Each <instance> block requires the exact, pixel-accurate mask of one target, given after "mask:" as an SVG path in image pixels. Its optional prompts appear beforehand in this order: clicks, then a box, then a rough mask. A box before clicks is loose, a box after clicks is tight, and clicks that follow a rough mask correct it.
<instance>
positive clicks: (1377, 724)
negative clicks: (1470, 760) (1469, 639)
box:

-=-=-

■ **Exercise aim**
When you answer, output all of the material exactly as it appears above.

■ **Answer for the task**
Each <instance> block requires the exact, pixel-accurate mask of one target, given after "mask:" as an SVG path in image pixels. Its optional prompts appear beforehand in this order: clicks, then a box, then a rough mask. A box before clicks is loose, a box after clicks is tight, and clicks that follow a rough mask correct it.
<instance>
positive clicks: (1377, 724)
negative clicks: (1470, 760) (1469, 639)
box:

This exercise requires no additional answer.